* _JOB_: Set down the records word for word, from the start down through the line containing "column 146, row 200", and leave out the pictures.

* _DATA ROWS_:
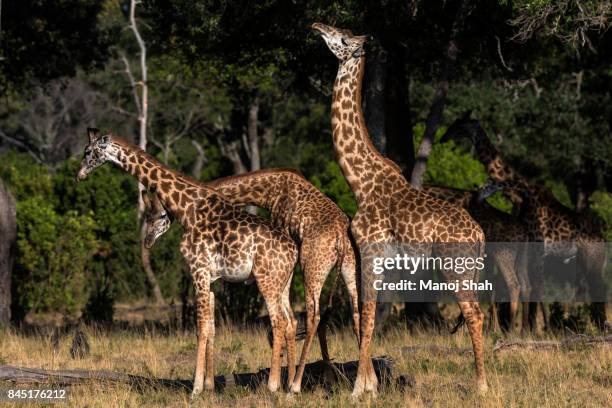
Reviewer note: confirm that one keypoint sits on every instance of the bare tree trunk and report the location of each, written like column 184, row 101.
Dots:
column 437, row 107
column 196, row 170
column 141, row 100
column 8, row 235
column 253, row 136
column 374, row 97
column 145, row 256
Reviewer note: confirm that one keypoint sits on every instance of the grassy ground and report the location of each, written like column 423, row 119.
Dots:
column 516, row 378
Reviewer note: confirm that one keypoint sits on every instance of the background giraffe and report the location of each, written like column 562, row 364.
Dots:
column 390, row 211
column 219, row 241
column 509, row 237
column 547, row 220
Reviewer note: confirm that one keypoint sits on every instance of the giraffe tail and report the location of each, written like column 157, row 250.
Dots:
column 461, row 320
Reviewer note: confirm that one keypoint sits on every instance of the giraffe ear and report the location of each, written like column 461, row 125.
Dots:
column 157, row 204
column 93, row 133
column 146, row 200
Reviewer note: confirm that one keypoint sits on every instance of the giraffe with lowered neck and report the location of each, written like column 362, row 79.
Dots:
column 507, row 237
column 219, row 241
column 391, row 211
column 563, row 232
column 316, row 224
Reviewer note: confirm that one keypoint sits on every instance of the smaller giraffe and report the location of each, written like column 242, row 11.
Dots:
column 563, row 232
column 219, row 241
column 316, row 224
column 508, row 236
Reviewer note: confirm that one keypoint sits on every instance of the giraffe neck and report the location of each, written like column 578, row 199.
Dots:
column 461, row 198
column 176, row 192
column 359, row 160
column 488, row 155
column 263, row 188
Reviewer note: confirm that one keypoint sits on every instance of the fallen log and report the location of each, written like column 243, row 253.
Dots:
column 438, row 350
column 570, row 343
column 319, row 373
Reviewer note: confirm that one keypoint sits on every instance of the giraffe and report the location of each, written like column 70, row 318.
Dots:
column 547, row 220
column 564, row 234
column 508, row 235
column 316, row 224
column 219, row 241
column 390, row 210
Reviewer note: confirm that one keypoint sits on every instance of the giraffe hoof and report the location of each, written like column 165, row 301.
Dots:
column 482, row 387
column 273, row 386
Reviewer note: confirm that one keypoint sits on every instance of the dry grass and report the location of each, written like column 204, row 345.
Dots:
column 516, row 378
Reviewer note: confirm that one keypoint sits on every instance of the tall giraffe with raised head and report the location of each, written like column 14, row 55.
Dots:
column 390, row 211
column 562, row 231
column 219, row 241
column 315, row 223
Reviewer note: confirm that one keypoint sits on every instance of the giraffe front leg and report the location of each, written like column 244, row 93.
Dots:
column 202, row 292
column 279, row 328
column 209, row 382
column 349, row 276
column 313, row 271
column 474, row 318
column 366, row 380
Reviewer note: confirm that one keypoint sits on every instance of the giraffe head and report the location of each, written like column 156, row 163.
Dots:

* _RESULT OF THE EXERCISE_:
Reviewer note: confirm that one keypoint sits on every instance of the bare tree trunk and report the location of each, written like column 184, row 101.
Dots:
column 437, row 107
column 196, row 170
column 141, row 100
column 8, row 235
column 253, row 136
column 374, row 97
column 145, row 256
Reviewer note: confirm that one keypoint sits on every instance of the grassy ground and report the location of each, written like column 423, row 119.
Dots:
column 516, row 378
Reviewer note: confirm that one keypoint sits on every instance of the background giraffe and report the location of each, written like column 562, row 364.
Dots:
column 390, row 211
column 219, row 241
column 509, row 237
column 547, row 220
Reviewer note: confirm that one keypoint sits on every instance of the giraffe tail and report the location of each, written like column 157, row 250.
Dots:
column 461, row 320
Reviewer note: confirm that one keypoint sits on every instance of the giraffe ear and report the location of each, written like column 461, row 125.
Dots:
column 157, row 204
column 93, row 133
column 146, row 200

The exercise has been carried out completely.